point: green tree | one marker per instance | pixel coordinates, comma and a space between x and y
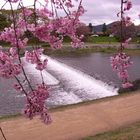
104, 29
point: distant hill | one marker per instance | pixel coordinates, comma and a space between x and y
98, 28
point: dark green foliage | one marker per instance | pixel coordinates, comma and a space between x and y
136, 86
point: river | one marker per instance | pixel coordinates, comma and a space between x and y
70, 79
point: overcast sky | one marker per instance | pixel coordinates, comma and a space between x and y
101, 11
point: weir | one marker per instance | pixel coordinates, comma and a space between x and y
74, 82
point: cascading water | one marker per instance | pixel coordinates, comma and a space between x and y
77, 83
66, 85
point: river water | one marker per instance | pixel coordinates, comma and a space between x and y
70, 79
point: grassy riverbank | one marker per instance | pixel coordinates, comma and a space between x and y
132, 132
67, 50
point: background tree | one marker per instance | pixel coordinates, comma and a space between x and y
90, 27
127, 31
104, 29
83, 30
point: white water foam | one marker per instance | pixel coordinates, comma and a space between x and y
68, 85
79, 83
35, 77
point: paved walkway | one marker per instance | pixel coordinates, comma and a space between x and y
76, 122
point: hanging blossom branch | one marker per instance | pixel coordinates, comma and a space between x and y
120, 62
45, 27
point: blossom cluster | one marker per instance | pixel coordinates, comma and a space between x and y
36, 104
44, 24
34, 57
8, 67
120, 63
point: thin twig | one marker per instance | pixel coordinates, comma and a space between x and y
2, 133
15, 31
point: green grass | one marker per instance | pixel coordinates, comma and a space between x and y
102, 40
131, 132
69, 51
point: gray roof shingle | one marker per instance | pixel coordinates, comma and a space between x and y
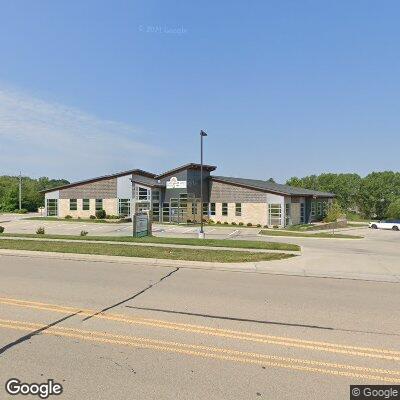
269, 186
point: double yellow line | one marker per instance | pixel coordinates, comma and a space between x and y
213, 352
205, 330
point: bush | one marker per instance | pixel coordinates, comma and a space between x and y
100, 214
394, 209
21, 211
113, 217
334, 212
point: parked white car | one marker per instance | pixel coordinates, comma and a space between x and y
393, 224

━━━━━━

Copy all the records above exactly, but leave out the pictures.

point: green tree | one marker per instance | pixel coordinates, comma and a space between x and y
104, 29
point: distant hill | one marker per instance | pixel coordinates, comma and a space between x and y
98, 28
point: dark green foliage | one marker per instance | pixel coordinates, comma and a space between x and y
136, 86
point: river | one marker per instance | pixel coordinates, comma and a space between x and y
70, 79
point: overcast sky | one marker per instance | pixel coordinates, comma and a space between x and y
101, 11
point: weir | one marker per instance | pixel coordinates, comma and a space between x and y
74, 82
point: cascading water | one marker per instance | pixel coordinates, comma and a space between x and y
77, 83
66, 85
point: river water | one marker per instance | pixel coordinates, comma and a space between x and y
70, 79
point: grassy riverbank | one marker per instance | pixel coordinates, comma and a space between x and y
132, 132
67, 50
point: background tree | one marker per instance | pixel coordinates, comma and a space between x and y
90, 27
127, 31
104, 29
83, 30
point: white water foam | one marker per instance | pixel coordinates, comma and a space between x and y
68, 85
79, 83
35, 77
point: paved walkway | one marker per instance | pixel coordinates, comma and a space between x and y
76, 122
point: hanging blossom branch | one marker per instance | pixel coordinates, comma and a space between x and y
120, 62
45, 27
point: blossom cluster | one marker per instance | pixel coordinates, comma and a space between x and y
36, 104
44, 24
34, 57
8, 67
120, 63
point: thin twig | one marker per instance | pixel coordinates, comma and a space between x and y
2, 133
15, 31
point: green grass | one marker per instance | pixel coordinates, comma and a space between x and y
102, 40
131, 132
69, 51
point: gray roof shingle | one marker per instance | pixel coordinates, comma and a space between x and y
269, 186
point: double yellow line | one marker per instance | pixel coordinates, comma and a space between x and y
213, 352
205, 330
point: bush | one marker per instance | pixel coordinates, comma and a space between x and y
100, 214
394, 209
21, 211
113, 217
334, 212
point: parked white car | one marker per instance | pixel coordinates, comma and a space between x and y
393, 224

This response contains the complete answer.